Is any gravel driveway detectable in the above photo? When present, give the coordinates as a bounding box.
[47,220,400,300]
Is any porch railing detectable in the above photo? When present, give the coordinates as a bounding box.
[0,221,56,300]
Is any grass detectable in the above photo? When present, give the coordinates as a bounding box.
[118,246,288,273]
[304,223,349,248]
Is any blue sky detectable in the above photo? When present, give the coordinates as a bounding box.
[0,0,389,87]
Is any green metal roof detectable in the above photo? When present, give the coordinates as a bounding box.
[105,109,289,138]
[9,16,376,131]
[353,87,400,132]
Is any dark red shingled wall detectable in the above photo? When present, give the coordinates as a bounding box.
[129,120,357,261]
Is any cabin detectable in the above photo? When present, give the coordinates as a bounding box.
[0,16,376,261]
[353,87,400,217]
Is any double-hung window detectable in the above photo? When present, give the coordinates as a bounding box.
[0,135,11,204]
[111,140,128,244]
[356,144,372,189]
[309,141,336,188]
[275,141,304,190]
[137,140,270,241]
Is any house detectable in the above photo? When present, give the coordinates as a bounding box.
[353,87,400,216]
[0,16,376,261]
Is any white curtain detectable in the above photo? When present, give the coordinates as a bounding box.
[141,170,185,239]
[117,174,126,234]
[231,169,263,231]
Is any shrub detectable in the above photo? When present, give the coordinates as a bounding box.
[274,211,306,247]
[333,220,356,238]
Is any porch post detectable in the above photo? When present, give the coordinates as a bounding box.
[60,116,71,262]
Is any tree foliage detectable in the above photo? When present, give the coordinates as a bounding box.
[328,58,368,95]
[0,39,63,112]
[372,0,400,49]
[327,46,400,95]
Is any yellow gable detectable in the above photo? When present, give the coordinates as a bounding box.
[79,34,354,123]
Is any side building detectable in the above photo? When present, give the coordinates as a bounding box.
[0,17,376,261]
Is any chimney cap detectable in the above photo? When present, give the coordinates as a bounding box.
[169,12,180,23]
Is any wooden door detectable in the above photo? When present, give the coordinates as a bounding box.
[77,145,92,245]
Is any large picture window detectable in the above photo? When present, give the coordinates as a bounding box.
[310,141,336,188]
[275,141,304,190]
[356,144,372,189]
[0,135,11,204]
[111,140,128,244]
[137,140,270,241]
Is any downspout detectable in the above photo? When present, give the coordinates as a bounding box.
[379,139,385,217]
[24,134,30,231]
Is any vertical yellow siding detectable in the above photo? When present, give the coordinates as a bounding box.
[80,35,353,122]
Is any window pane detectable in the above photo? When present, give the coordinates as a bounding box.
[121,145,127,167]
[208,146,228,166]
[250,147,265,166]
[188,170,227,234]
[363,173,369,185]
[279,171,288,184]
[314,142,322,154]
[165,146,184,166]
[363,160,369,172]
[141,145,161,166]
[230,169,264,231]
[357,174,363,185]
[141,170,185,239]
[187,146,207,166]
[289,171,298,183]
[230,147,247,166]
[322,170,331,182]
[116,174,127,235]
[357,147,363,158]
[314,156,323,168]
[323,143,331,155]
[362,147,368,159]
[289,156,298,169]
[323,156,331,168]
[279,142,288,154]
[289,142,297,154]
.....
Written task
Copy every one of the records above word for word, from the first to the last.

Result of the task
Is any gravel driveway detectable in the above photo? When present, give the coordinates as a bounding box.
[47,220,400,300]
Is any porch railing detectable in the above photo? When present, give the coordinates as a bounding box.
[0,221,56,300]
Is any grass detectable in the above photo? When present, give the coordinates as a bounding box.
[118,246,288,273]
[304,223,349,248]
Is any blue sky detectable in the above photo? When present, give the coordinates as a bounding box.
[0,0,389,87]
Is any green metal roof detectable in the above photo? When present, give the coordinates as a bounding box.
[105,109,289,138]
[9,16,376,131]
[353,87,400,132]
Is any dark red shingled wall detectable in the above photo? When present, give the coordinates as a bounding box.
[129,120,357,261]
Is any cabin detectable in the above photo? When present, give the coordinates as a bounding box.
[0,16,376,261]
[353,87,400,217]
Is any double-hung window detectable in the above photo? When present, give the coordinates as a bounding box.
[0,135,11,204]
[111,140,128,244]
[356,144,372,189]
[309,141,336,188]
[275,141,304,190]
[137,140,270,241]
Is any house detectable in the above photo? When present, give the coordinates as a bounding box.
[353,87,400,216]
[0,16,376,261]
Is any white curtain detectable in the above photo? When present, give the coordinates as a bounding box.
[141,170,185,239]
[117,174,126,234]
[231,169,263,231]
Is any shrub detectable in the above photo? When present, give the coordinates as a bounding box.
[274,211,306,247]
[333,220,356,238]
Is any porch post detectable in the above photo? When present, give the coordinates as a bounding box.
[60,116,71,262]
Is any tree foliage detectable in the above photo? When present, give the coordinates as a bounding box.
[328,58,368,95]
[0,39,63,112]
[372,0,400,49]
[327,46,400,95]
Is any yellow gable detectable in the above photo? When present, give the coordinates as a bounding box.
[79,34,354,123]
Is any side building detectable in the above photo? When present, give the coordinates as a bounding box.
[0,17,376,261]
Is any chimney cap detectable in the above photo? When present, give the coordinates as a bounding box.
[169,12,180,23]
Is any wooden door detectable in the above photo? When present, give the coordinates as a bounding box.
[77,145,92,245]
Is any large picture window detectable in the above photo? When present, give the coordinates as a bounding box.
[310,141,336,188]
[275,141,304,190]
[356,144,372,189]
[0,135,11,204]
[111,140,128,244]
[137,140,270,241]
Is any downspout detectable in the above photo? When present, give the coordinates as a bounding box.
[379,139,385,217]
[24,134,30,231]
Is any vertical yellow siding detectable in the above photo? When present, give the coordinates as a bounding box.
[80,35,353,122]
Is any window pane detectable in the above photo? When present, give the coordinates as a bounding box.
[121,145,127,167]
[208,146,228,166]
[250,147,265,166]
[188,170,227,234]
[363,173,369,185]
[279,171,288,184]
[314,142,322,154]
[165,146,184,166]
[363,160,369,172]
[141,145,161,166]
[230,169,264,231]
[357,174,363,185]
[141,170,185,239]
[187,146,207,166]
[289,171,298,183]
[230,147,247,166]
[322,170,331,182]
[116,174,127,235]
[357,147,363,158]
[314,156,323,168]
[323,143,331,155]
[362,147,368,159]
[289,156,298,169]
[323,156,331,168]
[279,142,288,154]
[289,142,297,154]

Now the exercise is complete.